— start —

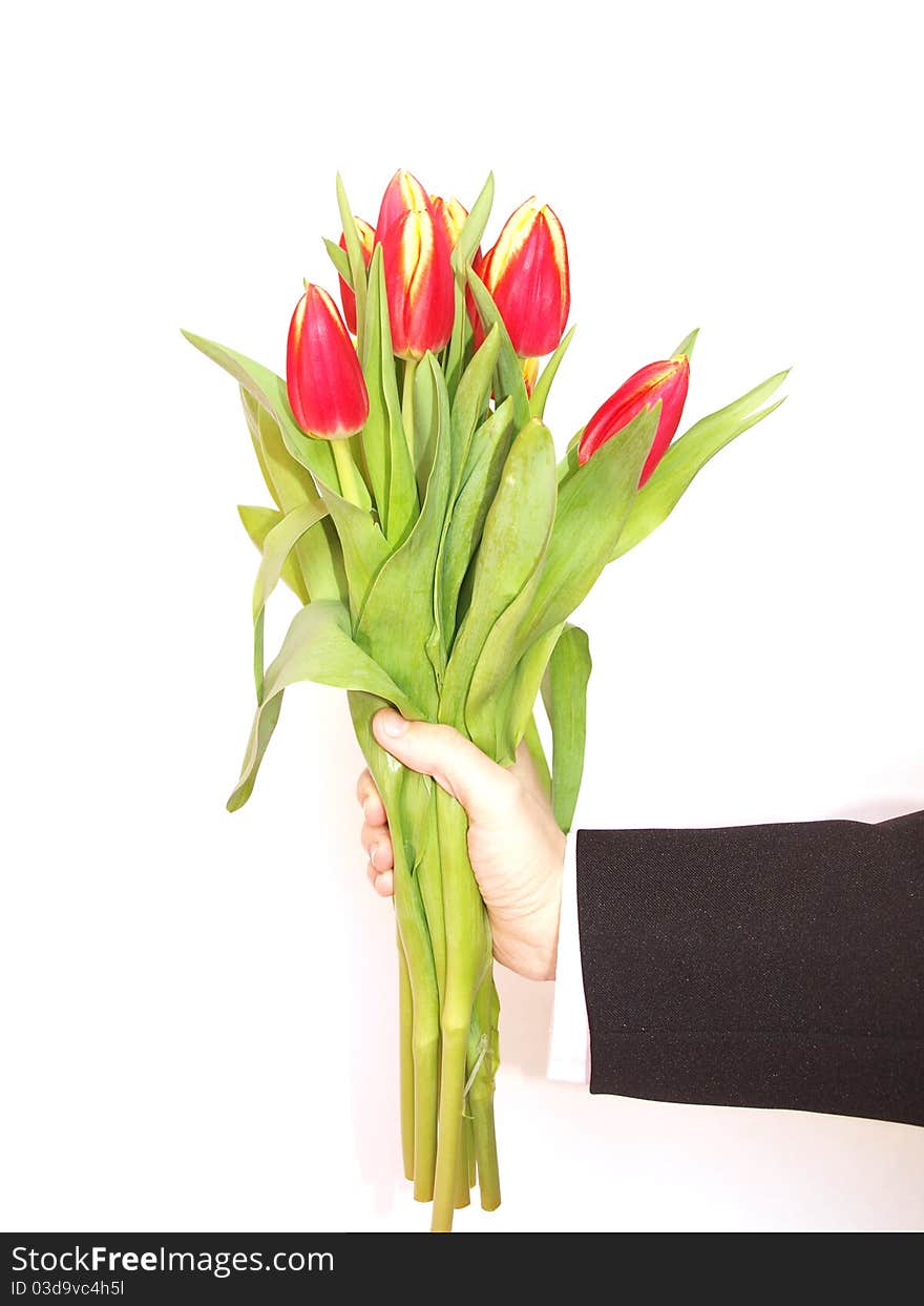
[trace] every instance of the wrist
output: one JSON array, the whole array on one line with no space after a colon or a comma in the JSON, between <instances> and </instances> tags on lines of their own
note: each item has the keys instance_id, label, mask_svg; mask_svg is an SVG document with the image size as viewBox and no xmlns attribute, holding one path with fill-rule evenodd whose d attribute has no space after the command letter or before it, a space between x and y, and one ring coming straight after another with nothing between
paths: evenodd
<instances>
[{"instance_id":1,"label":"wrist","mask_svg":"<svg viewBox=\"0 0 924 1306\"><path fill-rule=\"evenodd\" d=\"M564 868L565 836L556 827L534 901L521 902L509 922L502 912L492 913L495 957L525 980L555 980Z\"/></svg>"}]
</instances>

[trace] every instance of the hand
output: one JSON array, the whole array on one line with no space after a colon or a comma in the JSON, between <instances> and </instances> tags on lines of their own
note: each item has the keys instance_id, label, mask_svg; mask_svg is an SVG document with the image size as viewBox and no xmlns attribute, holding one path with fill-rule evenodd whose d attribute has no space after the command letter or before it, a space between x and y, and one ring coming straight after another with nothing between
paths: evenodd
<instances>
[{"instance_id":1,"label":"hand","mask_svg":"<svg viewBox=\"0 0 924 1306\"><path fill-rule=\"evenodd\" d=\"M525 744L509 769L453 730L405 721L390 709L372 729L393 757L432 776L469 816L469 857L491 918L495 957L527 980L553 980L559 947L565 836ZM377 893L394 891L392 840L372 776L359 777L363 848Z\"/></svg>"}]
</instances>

— end —
— start —

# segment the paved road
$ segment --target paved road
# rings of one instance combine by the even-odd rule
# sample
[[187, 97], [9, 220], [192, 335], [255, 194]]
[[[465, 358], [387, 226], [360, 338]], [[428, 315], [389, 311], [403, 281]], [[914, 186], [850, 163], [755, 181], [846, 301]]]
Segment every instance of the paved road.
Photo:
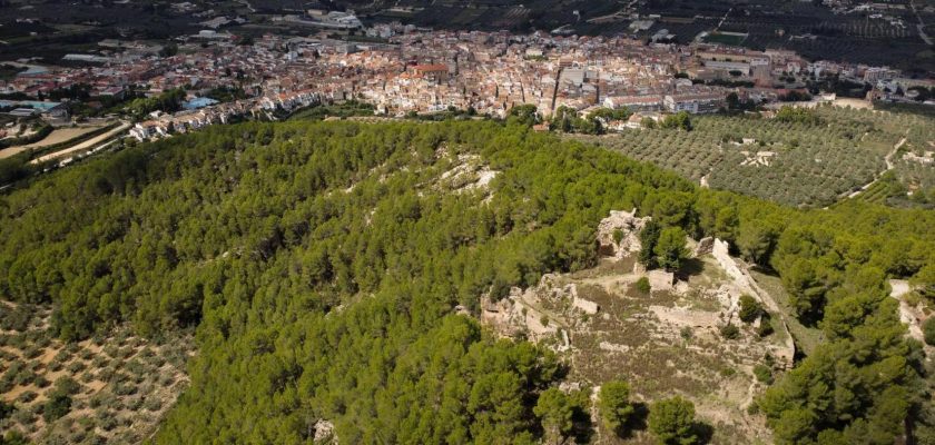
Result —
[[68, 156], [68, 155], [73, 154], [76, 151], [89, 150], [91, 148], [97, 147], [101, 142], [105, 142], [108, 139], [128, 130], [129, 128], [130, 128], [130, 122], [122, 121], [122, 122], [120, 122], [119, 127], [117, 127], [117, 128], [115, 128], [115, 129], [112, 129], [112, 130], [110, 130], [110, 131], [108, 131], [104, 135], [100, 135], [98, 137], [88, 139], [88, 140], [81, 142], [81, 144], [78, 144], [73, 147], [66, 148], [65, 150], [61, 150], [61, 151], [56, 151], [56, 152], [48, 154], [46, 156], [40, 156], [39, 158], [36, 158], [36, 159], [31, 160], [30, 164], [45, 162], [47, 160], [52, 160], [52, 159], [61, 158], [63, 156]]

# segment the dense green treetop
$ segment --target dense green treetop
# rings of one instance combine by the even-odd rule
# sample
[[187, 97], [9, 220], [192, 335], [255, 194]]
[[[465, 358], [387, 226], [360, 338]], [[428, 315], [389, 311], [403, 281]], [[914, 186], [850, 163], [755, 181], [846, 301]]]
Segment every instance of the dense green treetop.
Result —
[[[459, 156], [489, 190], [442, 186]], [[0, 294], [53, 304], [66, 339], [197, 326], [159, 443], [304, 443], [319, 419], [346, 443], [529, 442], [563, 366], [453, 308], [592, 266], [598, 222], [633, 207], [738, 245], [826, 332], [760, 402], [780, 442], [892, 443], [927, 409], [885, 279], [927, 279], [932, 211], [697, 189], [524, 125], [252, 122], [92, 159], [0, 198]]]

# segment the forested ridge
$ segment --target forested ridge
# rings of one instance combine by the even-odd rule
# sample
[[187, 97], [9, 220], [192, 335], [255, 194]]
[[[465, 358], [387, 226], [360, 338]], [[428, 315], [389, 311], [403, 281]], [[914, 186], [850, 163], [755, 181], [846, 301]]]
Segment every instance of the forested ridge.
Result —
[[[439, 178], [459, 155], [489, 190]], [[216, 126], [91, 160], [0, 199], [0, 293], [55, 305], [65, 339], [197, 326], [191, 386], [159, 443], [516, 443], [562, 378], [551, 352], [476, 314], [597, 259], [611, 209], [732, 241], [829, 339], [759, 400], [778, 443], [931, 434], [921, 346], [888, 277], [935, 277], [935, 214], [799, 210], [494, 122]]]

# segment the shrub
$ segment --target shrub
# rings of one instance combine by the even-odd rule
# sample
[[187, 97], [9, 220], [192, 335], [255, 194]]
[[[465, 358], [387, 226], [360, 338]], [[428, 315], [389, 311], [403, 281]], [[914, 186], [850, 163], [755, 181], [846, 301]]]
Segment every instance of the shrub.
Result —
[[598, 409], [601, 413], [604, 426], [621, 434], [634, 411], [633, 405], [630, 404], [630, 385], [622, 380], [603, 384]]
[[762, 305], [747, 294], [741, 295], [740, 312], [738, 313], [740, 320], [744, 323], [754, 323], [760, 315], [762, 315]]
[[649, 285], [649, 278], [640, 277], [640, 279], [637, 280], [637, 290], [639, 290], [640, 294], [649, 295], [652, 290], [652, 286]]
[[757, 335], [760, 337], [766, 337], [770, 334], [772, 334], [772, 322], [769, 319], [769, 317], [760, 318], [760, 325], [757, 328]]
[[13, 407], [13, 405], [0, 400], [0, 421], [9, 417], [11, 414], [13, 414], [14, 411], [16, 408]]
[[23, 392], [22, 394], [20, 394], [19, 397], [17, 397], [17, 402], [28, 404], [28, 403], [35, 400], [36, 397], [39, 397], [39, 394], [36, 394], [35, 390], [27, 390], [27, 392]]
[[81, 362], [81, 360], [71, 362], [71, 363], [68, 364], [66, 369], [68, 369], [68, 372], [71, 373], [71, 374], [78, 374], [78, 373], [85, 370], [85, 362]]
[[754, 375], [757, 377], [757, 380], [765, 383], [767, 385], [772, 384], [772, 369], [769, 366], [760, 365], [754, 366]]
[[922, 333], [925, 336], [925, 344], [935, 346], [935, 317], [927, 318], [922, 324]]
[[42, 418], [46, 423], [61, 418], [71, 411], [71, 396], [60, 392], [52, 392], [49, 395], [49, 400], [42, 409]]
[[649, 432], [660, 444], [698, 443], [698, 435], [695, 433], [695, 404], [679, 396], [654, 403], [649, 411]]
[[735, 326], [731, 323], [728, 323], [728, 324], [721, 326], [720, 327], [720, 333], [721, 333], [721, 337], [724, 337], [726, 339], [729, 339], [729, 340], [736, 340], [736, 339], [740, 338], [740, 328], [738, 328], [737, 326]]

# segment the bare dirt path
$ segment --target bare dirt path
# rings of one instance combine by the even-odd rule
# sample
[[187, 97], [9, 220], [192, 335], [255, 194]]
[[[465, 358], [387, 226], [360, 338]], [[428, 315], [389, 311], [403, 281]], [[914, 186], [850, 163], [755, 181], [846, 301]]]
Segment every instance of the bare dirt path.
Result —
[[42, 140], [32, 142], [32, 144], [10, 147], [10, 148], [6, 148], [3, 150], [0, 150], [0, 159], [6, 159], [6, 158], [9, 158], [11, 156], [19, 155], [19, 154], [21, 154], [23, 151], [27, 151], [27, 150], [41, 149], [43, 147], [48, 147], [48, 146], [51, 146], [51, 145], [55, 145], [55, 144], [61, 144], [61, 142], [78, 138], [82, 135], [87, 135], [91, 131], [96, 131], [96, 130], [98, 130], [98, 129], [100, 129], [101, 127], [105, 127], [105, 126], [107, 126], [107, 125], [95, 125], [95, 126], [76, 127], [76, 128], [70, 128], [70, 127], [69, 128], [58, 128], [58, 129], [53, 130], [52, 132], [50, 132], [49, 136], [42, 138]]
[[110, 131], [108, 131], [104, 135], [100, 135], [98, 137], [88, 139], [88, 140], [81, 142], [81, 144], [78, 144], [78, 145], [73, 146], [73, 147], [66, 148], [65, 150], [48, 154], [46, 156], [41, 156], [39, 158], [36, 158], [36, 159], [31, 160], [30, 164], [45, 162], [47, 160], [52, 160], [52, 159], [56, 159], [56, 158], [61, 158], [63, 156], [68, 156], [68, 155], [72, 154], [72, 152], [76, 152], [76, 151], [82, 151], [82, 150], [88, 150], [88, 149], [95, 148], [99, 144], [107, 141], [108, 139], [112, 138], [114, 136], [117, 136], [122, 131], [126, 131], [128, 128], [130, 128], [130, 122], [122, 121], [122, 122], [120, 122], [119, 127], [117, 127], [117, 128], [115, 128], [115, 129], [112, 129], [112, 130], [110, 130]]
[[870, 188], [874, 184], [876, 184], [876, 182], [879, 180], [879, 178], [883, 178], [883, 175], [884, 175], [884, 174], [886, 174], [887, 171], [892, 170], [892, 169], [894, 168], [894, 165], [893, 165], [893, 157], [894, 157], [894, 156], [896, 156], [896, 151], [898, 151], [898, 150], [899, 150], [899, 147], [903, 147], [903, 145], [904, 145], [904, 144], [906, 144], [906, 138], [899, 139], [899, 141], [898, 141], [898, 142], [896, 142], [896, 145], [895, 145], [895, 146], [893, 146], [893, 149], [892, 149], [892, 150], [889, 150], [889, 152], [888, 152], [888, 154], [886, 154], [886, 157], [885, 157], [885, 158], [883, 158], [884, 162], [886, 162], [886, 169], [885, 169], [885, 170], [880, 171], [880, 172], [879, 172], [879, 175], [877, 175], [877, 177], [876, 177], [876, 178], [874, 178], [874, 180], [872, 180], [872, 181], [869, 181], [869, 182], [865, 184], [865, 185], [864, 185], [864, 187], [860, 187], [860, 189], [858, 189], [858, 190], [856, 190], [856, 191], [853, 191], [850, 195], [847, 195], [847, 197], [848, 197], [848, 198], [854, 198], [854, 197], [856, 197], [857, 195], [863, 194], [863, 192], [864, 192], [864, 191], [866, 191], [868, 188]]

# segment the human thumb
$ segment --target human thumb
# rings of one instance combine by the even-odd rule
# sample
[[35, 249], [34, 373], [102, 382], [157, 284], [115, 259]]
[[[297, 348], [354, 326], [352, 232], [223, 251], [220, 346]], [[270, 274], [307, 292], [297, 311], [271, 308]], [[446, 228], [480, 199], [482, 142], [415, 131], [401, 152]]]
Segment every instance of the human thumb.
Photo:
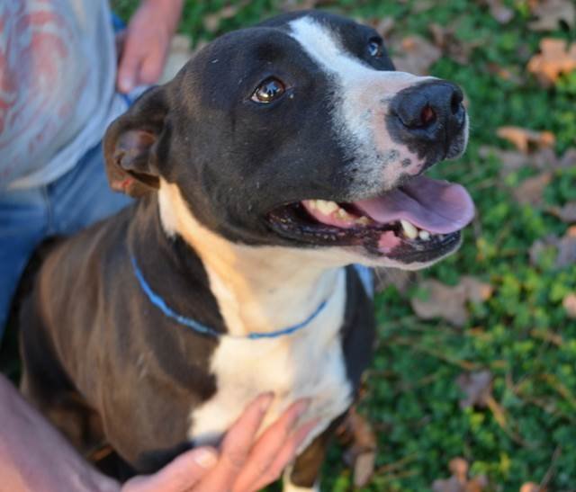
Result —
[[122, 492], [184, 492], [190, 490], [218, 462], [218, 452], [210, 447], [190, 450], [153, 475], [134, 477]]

— end —
— start —

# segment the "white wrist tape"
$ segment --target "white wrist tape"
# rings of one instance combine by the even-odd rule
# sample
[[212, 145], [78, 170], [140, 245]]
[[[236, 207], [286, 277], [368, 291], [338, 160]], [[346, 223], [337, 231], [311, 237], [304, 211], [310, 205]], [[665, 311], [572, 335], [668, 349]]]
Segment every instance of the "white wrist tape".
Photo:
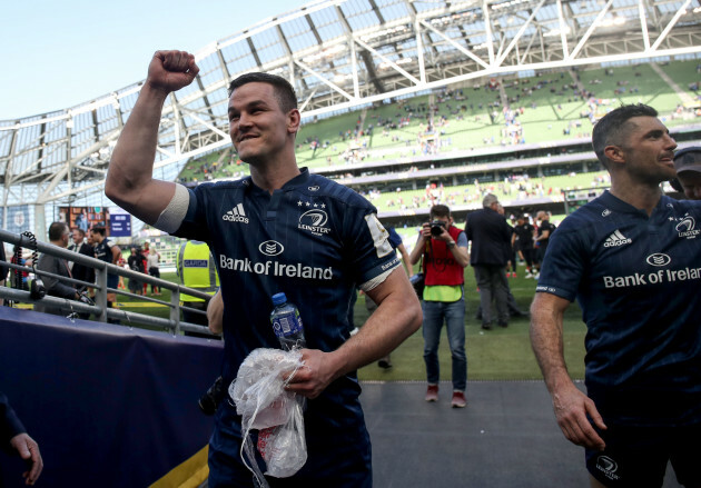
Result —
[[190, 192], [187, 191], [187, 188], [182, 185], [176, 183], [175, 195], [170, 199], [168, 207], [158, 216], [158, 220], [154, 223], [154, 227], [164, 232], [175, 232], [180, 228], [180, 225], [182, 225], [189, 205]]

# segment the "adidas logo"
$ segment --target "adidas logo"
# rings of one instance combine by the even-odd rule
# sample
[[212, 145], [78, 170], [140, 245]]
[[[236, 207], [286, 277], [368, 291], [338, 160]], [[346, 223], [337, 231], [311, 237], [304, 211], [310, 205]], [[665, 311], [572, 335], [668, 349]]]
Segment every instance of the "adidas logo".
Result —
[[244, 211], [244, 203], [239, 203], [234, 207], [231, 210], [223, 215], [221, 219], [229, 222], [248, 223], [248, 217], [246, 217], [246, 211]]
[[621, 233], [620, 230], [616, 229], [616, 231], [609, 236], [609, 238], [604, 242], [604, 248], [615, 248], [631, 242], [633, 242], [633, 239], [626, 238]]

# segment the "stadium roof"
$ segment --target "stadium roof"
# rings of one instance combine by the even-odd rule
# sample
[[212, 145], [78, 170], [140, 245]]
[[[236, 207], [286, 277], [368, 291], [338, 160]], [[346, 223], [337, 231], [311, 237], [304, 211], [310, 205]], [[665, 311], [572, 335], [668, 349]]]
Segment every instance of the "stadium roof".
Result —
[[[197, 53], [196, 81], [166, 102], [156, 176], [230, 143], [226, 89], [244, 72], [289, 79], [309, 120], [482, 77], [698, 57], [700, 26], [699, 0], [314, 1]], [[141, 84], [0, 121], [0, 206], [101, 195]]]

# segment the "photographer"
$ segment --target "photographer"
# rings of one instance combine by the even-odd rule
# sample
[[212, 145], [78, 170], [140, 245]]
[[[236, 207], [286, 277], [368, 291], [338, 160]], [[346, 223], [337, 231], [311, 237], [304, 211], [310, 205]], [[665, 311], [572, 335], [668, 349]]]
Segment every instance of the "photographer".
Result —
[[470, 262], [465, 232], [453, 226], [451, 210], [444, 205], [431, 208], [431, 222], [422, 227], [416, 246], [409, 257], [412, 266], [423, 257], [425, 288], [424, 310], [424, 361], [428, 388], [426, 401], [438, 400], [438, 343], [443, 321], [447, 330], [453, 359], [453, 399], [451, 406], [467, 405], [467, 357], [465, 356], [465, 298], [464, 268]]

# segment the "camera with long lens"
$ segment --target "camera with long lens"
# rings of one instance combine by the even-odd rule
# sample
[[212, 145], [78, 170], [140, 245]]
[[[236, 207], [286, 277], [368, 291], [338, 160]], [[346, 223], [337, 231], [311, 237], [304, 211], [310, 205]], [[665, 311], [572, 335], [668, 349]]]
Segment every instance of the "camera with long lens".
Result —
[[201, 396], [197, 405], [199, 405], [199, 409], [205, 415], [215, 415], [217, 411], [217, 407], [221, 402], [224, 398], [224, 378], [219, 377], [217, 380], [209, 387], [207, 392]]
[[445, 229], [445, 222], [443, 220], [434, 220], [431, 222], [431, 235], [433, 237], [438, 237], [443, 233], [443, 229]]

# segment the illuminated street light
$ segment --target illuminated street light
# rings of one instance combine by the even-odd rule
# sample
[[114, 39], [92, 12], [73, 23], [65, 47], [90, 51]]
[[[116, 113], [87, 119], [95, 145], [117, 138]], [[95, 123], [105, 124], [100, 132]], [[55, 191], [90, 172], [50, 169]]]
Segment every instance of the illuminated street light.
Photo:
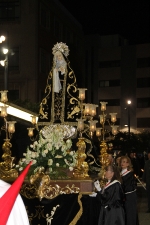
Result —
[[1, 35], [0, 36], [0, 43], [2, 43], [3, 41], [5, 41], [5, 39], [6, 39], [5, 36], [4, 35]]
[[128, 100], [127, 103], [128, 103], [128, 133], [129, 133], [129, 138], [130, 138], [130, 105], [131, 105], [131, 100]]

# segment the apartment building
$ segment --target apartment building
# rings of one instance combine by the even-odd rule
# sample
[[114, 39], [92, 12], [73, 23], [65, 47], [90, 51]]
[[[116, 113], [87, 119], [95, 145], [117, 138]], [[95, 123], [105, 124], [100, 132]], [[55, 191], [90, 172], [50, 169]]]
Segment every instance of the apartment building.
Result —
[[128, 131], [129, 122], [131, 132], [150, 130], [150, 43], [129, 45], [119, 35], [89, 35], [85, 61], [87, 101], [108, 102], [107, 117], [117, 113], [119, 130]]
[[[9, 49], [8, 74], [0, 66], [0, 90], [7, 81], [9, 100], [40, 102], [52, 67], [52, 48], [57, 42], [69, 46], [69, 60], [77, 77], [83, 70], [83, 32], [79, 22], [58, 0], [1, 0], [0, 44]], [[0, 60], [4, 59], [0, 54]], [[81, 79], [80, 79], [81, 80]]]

— end —

TASK TO COMPLETE:
Copy everything from the line containing "# segment the apartment building" down to the line containing "79], [81, 80]]]", switching "apartment building" to "office building" and keeping all else the same.

TASK RESPONSE:
# segment the office building
$ segment --target office building
# rings of one instance combine by the even-odd rule
# sample
[[114, 39], [92, 12], [73, 23], [65, 47], [90, 51]]
[[[116, 113], [87, 119], [95, 145], [117, 138]], [[95, 123], [105, 124], [100, 132]], [[55, 191], [90, 172], [50, 169]]]
Segment every instance of the office building.
Result —
[[128, 131], [129, 122], [131, 132], [150, 130], [150, 43], [129, 45], [119, 35], [89, 35], [85, 61], [87, 101], [108, 102], [107, 117], [117, 113], [119, 130]]
[[[9, 49], [8, 74], [0, 66], [0, 90], [7, 81], [9, 100], [40, 102], [52, 67], [52, 48], [57, 42], [69, 46], [69, 60], [77, 77], [83, 70], [83, 32], [79, 22], [58, 0], [1, 0], [0, 44]], [[0, 60], [4, 59], [0, 54]], [[81, 79], [80, 79], [81, 80]]]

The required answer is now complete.